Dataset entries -
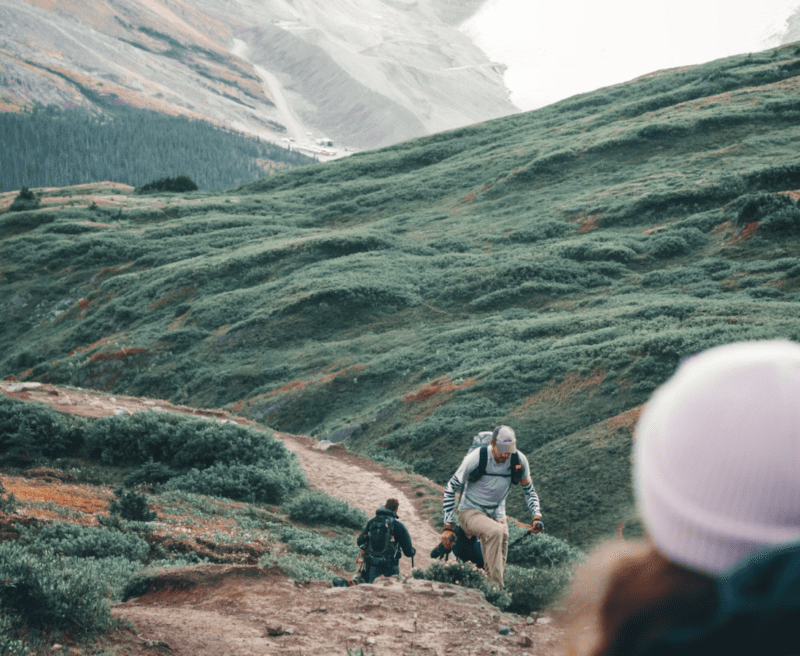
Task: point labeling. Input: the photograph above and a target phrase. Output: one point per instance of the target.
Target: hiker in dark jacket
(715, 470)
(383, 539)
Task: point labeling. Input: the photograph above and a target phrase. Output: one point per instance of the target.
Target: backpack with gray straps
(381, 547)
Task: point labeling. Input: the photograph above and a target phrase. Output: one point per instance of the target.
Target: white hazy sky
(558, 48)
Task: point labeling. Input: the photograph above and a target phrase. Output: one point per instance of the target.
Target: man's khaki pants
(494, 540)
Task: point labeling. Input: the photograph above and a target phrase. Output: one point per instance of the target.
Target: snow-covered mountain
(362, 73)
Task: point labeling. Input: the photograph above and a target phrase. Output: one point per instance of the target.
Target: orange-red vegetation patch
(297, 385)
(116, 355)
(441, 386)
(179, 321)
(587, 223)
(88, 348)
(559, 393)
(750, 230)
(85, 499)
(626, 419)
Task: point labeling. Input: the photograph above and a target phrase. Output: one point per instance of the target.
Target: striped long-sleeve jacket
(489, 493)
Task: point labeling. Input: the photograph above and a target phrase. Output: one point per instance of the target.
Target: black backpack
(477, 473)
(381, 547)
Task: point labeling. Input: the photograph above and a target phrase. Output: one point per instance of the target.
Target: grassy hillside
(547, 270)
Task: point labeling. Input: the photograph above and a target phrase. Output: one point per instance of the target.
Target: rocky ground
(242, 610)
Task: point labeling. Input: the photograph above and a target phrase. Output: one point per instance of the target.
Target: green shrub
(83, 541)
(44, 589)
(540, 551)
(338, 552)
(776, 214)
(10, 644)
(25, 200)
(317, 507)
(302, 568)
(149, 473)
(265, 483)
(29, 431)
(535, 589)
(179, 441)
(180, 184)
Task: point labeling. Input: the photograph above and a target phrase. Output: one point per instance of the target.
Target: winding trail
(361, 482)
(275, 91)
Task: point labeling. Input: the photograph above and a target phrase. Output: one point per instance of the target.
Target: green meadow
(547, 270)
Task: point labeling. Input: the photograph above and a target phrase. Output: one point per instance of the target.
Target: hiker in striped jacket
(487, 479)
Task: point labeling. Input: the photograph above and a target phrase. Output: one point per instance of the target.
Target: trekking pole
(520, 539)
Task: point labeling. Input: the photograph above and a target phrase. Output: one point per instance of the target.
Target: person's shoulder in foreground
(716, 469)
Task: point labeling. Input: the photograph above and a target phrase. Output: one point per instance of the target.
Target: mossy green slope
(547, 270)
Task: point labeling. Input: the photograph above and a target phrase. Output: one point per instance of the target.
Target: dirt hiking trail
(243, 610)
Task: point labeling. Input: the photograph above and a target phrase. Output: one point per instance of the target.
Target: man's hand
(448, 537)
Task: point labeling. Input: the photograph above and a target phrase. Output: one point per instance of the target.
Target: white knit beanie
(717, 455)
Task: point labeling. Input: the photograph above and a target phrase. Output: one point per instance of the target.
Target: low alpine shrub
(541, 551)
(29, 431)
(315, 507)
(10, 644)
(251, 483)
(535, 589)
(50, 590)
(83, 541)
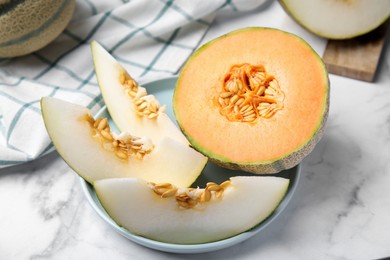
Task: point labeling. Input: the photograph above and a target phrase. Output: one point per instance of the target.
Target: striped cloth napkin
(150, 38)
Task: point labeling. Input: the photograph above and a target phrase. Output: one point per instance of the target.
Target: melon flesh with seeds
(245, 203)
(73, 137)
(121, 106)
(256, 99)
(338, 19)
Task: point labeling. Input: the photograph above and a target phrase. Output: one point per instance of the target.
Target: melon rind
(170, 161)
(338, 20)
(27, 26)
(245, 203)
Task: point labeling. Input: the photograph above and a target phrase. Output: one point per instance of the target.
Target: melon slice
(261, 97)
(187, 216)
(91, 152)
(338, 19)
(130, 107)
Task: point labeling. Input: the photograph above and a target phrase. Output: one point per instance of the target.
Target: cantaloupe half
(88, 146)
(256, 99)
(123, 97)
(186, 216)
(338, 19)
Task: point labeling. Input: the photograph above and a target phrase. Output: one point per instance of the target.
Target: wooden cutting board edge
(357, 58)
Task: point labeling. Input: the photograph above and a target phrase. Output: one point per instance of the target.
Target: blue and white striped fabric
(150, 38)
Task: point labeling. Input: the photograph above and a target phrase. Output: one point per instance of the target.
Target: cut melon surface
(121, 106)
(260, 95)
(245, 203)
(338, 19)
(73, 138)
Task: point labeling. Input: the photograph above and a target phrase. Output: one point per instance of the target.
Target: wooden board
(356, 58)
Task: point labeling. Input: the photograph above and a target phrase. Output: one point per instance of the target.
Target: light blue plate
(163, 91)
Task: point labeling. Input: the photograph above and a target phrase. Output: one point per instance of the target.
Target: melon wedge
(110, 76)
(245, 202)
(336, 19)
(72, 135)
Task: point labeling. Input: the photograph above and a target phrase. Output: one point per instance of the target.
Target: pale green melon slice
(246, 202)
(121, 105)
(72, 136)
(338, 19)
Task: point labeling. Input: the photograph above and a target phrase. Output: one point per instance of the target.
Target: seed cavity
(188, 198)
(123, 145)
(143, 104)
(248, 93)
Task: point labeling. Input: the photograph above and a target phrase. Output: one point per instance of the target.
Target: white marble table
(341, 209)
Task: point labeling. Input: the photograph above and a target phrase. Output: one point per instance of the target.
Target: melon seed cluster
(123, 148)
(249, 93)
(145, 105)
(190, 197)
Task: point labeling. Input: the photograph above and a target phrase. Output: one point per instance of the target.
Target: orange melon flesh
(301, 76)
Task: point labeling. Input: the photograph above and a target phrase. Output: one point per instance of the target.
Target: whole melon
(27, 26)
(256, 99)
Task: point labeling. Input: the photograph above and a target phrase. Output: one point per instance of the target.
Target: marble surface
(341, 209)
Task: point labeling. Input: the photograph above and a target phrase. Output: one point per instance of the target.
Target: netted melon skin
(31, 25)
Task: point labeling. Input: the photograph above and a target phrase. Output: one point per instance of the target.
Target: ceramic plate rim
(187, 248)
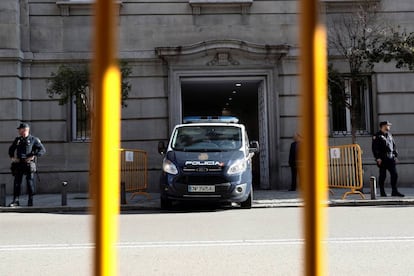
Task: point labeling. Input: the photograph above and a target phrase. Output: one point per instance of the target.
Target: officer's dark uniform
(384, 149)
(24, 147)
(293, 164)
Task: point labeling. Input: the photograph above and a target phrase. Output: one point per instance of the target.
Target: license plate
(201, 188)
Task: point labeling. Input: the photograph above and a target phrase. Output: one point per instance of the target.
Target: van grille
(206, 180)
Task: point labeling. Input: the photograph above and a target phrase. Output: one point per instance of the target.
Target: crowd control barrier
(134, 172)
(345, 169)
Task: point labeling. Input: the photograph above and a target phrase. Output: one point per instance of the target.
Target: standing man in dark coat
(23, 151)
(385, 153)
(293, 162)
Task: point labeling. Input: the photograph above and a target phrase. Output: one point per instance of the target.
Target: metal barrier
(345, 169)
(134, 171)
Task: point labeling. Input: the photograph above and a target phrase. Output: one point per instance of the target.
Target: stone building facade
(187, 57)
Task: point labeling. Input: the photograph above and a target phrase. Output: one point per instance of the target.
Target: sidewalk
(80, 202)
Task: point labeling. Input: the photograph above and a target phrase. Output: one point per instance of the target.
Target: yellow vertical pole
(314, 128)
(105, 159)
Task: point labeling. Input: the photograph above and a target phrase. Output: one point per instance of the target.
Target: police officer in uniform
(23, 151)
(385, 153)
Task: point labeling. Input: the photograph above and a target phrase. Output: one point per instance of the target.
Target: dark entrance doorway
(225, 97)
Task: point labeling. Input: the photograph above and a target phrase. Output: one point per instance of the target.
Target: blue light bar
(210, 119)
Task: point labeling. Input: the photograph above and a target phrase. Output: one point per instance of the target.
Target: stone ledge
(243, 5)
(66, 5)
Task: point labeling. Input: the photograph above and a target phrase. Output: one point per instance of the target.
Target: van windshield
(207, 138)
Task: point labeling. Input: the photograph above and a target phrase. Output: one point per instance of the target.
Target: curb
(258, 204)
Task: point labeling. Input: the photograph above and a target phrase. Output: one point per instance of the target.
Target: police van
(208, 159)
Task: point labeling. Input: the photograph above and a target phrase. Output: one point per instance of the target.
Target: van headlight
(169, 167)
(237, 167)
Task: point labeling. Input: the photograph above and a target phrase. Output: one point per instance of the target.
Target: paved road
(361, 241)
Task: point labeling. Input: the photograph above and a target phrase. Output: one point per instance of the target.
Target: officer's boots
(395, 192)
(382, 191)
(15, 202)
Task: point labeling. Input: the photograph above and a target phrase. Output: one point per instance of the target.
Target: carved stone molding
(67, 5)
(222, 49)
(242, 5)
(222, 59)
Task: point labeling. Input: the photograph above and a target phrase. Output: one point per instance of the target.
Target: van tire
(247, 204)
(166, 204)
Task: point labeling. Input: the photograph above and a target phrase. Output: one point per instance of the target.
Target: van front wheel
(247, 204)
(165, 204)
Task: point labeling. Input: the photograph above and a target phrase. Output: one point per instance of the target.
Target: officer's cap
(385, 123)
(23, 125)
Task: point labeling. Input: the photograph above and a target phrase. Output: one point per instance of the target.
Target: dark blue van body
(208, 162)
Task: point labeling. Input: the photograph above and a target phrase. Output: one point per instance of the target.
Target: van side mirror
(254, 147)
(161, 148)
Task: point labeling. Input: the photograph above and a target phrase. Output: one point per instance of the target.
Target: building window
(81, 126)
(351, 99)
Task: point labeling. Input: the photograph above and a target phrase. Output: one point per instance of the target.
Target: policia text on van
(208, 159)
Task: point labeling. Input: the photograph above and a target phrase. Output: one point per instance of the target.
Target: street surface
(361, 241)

WORK REQUEST - The line with "Target: policia text on van" marks where to start. Transcribe from there through the final line of the records, exactly and with nothing added.

OUTPUT BELOW -
Target: policia text on van
(208, 159)
Task: point labeling. Input: the photograph above and a target phrase. Output: one point per instance of the target.
Target: street surface
(361, 241)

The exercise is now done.